- [Text]

* * *

April Trailer Orders Rise 3%; Backlog Hits 20-Month High

Fleets Replacing Aging Equipment, Report Says
By Dan Leone, Staff Reporter

This story appears in the June 7 print edition of Transport Topics.

April trailer orders rose 3% from 2009 levels, and the backlog at trailer factories working to fill those orders rose to its highest level in 20 months as demand for equipment continued to exceed build rates, ACT Research Co. reported.

Net trailer orders in April were about 11,210 units. So far in 2010, trailer orders have risen 72% from the rock-bottom levels of last year.

“While April was a little weaker than February and March, the trailer industry is in the early stages of a rebound from a very weak 2009,” Kenny Vieth, senior analyst and partner at ACT Research Co., said in a May 28 statement. “A potential indicator of continued improvement is the very low level of order cancellations over the past three months.”



Net orders are total orders, minus cancellations. The order backlog refers to the time it will take to clear all pending orders at current production levels.

April orders were down 13%, compared with March, ACT said. The Columbus, Ind., research firm said that demand comes from carriers moving to replace equipment, not to add capacity, with steadily increasing optimism about freight demand (click here for related story).

“We’re replacing aging equipment,” Steve Tam, ACT’s vice president of commercial vehicles, told Transport Topics. “Carriers are not going to be buying trailers just on the strength of economic growth right now. The serviceability of the equipment is an entirely different story.”

Tam said that the aging U.S. trailer fleet, combined with the improving economy, has pushed some fleets to replace equipment. A battered trailer, he said, “is bad advertising for a for-hire fleet” that is looking to capture more freight as business improves.

Craig Bennett, senior vice president of Utility Trailer Manufacturing Co., City of Industry, Calif., said that his company was filling orders mainly for replacement equipment and that a lethargic used trailer market was driving creditworthy buyers to purchase new equipment.

“Most orders are replacement orders,” Bennett said. “The problem today is that there’s a lack of financing for the marginal credit buyer. It stops up the used-trailer business, and it’s hard for people to dispose of old equipment to buy new equipment.

That pushes business to the new-equipment side.”

* * *

- [Provided material]
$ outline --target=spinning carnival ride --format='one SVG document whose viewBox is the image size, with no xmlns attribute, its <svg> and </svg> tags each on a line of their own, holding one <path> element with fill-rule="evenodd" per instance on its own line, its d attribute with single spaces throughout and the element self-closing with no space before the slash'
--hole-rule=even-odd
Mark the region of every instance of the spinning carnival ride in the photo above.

* * *

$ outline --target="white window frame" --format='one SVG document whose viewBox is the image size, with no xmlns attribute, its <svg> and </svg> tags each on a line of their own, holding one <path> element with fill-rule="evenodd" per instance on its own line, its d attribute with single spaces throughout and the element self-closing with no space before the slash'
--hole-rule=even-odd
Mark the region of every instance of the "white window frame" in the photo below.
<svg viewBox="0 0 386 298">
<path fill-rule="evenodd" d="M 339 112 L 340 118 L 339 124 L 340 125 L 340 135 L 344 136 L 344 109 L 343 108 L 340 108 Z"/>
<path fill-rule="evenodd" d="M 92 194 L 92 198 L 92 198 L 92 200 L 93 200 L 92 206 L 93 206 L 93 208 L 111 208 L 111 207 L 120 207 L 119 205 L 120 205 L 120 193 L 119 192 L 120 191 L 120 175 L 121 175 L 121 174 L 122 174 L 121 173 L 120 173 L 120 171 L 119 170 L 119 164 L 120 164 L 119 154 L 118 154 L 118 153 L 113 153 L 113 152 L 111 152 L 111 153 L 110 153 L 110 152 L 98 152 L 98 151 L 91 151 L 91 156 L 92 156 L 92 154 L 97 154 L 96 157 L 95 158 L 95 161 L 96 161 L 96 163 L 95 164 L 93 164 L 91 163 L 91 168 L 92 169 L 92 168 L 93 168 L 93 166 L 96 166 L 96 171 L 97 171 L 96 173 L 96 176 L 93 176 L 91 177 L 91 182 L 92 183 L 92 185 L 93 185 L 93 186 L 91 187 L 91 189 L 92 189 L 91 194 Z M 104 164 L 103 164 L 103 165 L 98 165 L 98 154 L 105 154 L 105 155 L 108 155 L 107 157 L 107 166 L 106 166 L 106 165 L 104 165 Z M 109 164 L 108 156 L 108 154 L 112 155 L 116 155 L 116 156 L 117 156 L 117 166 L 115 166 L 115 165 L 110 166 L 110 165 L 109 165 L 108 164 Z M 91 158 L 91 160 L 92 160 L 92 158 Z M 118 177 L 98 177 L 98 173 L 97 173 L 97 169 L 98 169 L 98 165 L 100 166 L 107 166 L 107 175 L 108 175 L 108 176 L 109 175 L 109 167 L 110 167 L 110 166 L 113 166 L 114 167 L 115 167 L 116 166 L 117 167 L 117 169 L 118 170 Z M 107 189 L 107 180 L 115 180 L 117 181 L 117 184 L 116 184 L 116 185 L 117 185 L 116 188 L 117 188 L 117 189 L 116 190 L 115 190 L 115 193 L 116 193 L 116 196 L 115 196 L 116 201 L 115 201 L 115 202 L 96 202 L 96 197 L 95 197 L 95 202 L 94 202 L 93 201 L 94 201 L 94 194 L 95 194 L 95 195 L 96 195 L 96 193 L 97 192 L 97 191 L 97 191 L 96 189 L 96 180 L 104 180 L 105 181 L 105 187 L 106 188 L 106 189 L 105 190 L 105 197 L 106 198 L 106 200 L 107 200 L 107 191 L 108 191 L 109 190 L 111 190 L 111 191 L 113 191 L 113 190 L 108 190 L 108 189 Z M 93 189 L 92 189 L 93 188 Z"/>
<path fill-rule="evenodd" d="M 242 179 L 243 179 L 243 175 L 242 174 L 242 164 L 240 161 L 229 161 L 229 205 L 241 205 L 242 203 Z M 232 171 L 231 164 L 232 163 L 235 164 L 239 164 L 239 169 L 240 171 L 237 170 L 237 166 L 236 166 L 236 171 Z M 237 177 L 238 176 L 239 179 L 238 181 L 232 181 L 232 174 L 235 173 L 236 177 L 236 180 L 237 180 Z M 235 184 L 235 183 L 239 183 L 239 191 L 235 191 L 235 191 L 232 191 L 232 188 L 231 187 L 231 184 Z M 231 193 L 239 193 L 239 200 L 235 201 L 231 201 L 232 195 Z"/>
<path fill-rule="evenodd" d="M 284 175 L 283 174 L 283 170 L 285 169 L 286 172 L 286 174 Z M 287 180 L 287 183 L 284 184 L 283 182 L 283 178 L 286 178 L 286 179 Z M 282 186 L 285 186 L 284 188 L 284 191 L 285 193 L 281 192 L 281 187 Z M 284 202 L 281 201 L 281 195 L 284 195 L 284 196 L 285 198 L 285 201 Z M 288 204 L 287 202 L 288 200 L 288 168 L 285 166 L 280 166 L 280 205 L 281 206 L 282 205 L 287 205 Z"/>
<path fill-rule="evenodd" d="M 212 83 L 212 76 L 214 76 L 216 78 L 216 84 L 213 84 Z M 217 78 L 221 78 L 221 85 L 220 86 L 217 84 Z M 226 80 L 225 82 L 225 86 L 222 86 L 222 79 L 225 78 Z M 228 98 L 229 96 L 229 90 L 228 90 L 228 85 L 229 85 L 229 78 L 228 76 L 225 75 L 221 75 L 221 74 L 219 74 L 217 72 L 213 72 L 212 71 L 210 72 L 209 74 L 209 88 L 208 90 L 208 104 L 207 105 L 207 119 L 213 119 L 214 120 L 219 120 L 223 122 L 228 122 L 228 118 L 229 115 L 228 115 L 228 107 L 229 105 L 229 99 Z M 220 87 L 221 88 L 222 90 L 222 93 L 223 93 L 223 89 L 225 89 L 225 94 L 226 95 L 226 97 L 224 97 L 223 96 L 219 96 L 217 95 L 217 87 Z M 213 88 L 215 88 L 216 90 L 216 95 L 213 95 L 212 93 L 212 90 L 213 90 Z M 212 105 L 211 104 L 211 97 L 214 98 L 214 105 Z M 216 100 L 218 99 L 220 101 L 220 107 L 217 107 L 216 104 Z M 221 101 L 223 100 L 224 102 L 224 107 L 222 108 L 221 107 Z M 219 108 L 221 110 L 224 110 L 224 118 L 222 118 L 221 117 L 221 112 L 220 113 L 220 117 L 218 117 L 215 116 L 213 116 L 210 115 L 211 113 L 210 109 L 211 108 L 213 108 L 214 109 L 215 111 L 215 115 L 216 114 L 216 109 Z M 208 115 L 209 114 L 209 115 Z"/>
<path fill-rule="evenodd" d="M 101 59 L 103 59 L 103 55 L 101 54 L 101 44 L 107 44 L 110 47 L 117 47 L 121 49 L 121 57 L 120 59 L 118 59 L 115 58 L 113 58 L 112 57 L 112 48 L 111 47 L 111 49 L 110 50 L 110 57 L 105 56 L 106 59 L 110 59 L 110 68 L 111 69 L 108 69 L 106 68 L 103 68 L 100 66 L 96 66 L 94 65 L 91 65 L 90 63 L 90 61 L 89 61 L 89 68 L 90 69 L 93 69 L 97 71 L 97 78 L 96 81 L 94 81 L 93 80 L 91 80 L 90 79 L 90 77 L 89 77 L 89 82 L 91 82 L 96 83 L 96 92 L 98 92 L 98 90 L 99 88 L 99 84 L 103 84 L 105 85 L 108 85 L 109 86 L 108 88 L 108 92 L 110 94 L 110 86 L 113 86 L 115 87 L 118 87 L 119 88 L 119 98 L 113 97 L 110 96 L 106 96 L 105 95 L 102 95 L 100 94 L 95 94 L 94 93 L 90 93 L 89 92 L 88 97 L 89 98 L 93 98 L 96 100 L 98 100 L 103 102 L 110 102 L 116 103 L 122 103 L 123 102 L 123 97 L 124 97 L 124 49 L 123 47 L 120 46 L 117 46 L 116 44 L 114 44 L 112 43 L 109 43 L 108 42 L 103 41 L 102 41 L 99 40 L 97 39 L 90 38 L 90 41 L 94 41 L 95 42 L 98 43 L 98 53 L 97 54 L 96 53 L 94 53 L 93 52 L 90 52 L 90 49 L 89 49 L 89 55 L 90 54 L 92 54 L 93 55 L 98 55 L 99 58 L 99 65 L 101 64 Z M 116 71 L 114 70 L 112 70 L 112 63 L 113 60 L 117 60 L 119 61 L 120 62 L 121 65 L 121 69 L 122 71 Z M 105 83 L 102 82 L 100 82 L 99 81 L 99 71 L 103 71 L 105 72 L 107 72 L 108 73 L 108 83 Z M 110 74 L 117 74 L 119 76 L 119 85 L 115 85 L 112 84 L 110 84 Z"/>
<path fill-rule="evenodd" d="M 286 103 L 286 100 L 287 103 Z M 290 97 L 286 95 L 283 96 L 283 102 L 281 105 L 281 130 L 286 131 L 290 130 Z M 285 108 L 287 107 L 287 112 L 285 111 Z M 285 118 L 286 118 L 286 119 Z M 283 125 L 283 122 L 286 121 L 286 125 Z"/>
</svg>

* * *

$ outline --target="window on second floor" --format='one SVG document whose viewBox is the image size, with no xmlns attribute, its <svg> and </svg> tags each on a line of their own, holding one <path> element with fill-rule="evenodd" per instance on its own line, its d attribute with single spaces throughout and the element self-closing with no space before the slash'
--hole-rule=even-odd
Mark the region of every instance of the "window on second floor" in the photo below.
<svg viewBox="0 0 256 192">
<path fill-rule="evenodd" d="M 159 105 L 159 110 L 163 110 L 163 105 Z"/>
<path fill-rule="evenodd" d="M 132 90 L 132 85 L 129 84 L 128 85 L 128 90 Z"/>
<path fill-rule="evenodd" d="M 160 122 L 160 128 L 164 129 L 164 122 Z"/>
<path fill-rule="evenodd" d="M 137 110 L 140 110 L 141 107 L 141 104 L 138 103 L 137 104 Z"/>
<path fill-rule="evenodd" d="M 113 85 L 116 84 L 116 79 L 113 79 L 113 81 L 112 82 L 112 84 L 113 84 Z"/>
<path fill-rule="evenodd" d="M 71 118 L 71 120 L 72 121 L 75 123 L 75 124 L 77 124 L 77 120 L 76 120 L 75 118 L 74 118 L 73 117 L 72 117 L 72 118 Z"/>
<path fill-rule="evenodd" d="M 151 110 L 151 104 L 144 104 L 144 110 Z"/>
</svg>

* * *

- [Requirement A]
Using the trailer orders article, decide whether each statement agrees with it. Answer yes or no for each, quoting the words of the article that decide it.
(i) Net trailer orders in April came to about 11,210 units.
(ii) April orders rose compared with March.
(iii) Carriers are buying trailers mainly to add capacity.
- [Requirement B]
Summarize the trailer orders article in two sentences.
- [Requirement C]
Resume the trailer orders article after its final sentence.
The data above were drawn from a separate source and are not part of the trailer orders article.

- [Result A]
(i) Yes: "Net trailer orders in April were about 11,210 units."
(ii) No: "April orders were down 13%, compared with March"
(iii) No: "demand comes from carriers moving to replace equipment, not to add capacity"

- [Result B]
April trailer orders rose 3% from 2009 levels, and the backlog at trailer factories reached its highest level in 20 months as demand kept exceeding build rates, according to ACT Research Co. Most of the demand comes from carriers replacing aging equipment rather than adding capacity, and a sluggish used-trailer market with little financing for marginal credit buyers is pushing business toward new equipment.

- [Result C]
Carriers looking to place orders for new trailers now, however, might find themselves paying more for their equipment than buyers who already have placed orders.

“Commodity prices are going up and up and up,” and so “the cost of trailers this year is more than what it was last year,” Bennett said. “Some people have ordered in the first half of the year and have beaten those increases. The ones ordering in the second half of the year” may not.

Asked whether the backlog that ACT reported foreshadowed longer delivery times for carriers ordering equipment, Bennett said that, for Utility, a “90-day lead time is not out of the question” at current production levels.

Bennett said he hoped order levels would remain “kind of at this level. We’re not looking for a huge bump.”

An executive with another trailer maker said that a production bottleneck was not unlikely, given current demand and build rates.

“It is getting very close” to a bottleneck, for customers now placing trailer orders, said Glenn Harney, chief operating officer of Hyundai Translead, San Diego.

Harney said that component suppliers, which scaled back production at their own factories during the recession, will play a part in determining how quickly trailer makers can ramp up output.

“In past recoveries, it has been easier for trailer manufacturers to ramp up than many of the component vendors,” Harney said.

“It is likely to be the same this time, too.”

ACT estimated that at the current industry build rate, the backlog of trailer orders would take more than six months to clear.

Meanwhile, both Bennett and ACT’s analysts said that dry-van and refrigerated trailer activity is robust — at least compared with the recessionary levels of last year — but the flatbed niche is still suffering.

“The housing and industrial recovery hasn’t kicked in yet,” Bennett said, and so flatbed and oversized freight haulers have not yet placed the quantity of orders that dry-van and refrigerated carriers have.

ACT’s Tam agreed. “The flatbed market is just beat up,” he said. ACT data shows that orders for “platform” trailers, the category that includes flatbed and drop decks, fell 10% year-over-year in April.

Tam noted that, with the trucking industry still crawling out of the trough of the recession, plenty of parked trailers will have to be brought back on the road before the trailer market can boom again.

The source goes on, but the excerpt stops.